### Document extract
My favorite song for the last few years is by Alberta singer-song writer Corb Lund.
Well everything is better with some cows around/ Livin in town sometimes brings me down/ Let me bestow this western blessing that I have found/ May you always have cows around.
I found it fitting to sing this song while hiking the CDT and now here on the Hayduke. I have much gratitude and appreciation toward many of the ranchers I have met. For the ranchers are the people who have gone out of their way to help me while hiking (maybe some water, sometimes a ride, or just a stop along the road to see if we need anything… more than what most other outdoor enthusiasts do).
Cattle are also often the reason there is a trail in the first place, making hiking access easier. The ranchers and stock over generations have made the paths we walk or the roads to access trailheads.
Where there’s cows, there’s water. I have followed many a stock track to a spring (hopefully fenced), river, or cattle tank. I know I benefit, depend on even, the cattle “improvements” while hiking the drier parts of the West.
Often in short conversations with ranchers we can connect to a love of place. And the gritty romance of the herd and cowboys on the trail a la Lonesome Dove is a story I love.
Lastly, from time to time I eat beef, (preferably from grass fed private or conservation managed lands). So I contribute to this cattle and range quandry.
(Off this Marmot ramble and back to the Hayduke…)
Oh the cows and their grazing here on Tarantula Mesa. The hardscrabble things people do to try and put weight on a bovine meant for grassy pastures…
As we stepped out of our pinyon woodland camp back to the route, the landscape seemed off. Something out of place. Then I noticed the sea of juniper and pinyon stumps amid the sagebrush and rabbit brush. The BLM or someone has cleared hundreds of acres of pinyon-juniper woodland. Not recently, but some time in the last 20-50 years. The range looks hammered and cheat grass abounds.
Such was the sight along our route for the first few miles of road walking. It had me composing a general plot for a young reader series in conservation (a la Wombat in the Wild). In this edition the young heroine would help her aunt and uncle see the range for its ecosystem qualities and do a cash flow analysis for changing grazing procceses and going to a direct buyer market with fewer cattle on private land, and find a cost-share grant or something to help BLM to remove the cheatgrass and restore the native plants. Employing more members of the community with living wage restoration jobs. Obviously the plot needs some tweaking.

### Assigned task
Reproduce word for word the stretch of the post on cattle and hiking from "Lastly, from time" through "to the Hayduke…)".

### Information supplied
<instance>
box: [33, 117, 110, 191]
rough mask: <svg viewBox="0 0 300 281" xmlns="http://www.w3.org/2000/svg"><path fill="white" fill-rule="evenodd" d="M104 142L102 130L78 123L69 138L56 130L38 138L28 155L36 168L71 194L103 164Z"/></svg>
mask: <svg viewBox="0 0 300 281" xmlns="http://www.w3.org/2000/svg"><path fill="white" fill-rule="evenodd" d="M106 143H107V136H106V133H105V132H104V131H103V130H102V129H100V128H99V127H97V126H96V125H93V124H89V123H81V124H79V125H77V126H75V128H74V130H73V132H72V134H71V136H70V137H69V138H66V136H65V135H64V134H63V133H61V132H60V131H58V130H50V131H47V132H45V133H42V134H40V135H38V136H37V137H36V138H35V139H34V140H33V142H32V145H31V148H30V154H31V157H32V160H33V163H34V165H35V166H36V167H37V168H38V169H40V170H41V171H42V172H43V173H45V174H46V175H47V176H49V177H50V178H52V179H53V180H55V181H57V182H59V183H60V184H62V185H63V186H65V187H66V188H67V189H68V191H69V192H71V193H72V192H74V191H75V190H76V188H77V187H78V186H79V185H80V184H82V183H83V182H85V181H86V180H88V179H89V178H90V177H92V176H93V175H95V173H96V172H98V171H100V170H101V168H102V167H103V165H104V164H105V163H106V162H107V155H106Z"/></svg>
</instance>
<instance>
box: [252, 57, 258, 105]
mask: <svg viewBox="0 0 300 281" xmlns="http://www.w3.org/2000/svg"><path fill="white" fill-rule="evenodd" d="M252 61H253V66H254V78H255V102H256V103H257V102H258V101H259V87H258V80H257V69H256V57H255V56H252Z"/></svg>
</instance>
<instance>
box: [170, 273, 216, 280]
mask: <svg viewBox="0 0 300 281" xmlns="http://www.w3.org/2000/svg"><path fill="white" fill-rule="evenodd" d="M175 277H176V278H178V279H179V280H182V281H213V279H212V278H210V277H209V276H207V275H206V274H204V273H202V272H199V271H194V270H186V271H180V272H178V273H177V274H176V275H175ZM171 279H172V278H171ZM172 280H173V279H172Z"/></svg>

--

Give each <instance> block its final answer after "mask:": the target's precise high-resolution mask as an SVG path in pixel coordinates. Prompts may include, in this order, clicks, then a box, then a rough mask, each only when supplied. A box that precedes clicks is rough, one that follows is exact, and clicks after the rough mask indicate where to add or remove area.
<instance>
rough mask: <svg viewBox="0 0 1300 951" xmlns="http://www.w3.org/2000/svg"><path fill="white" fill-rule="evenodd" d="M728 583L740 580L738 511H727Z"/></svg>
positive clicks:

### Response for this exercise
Lastly, from time to time I eat beef, (preferably from grass fed private or conservation managed lands). So I contribute to this cattle and range quandry.
(Off this Marmot ramble and back to the Hayduke…)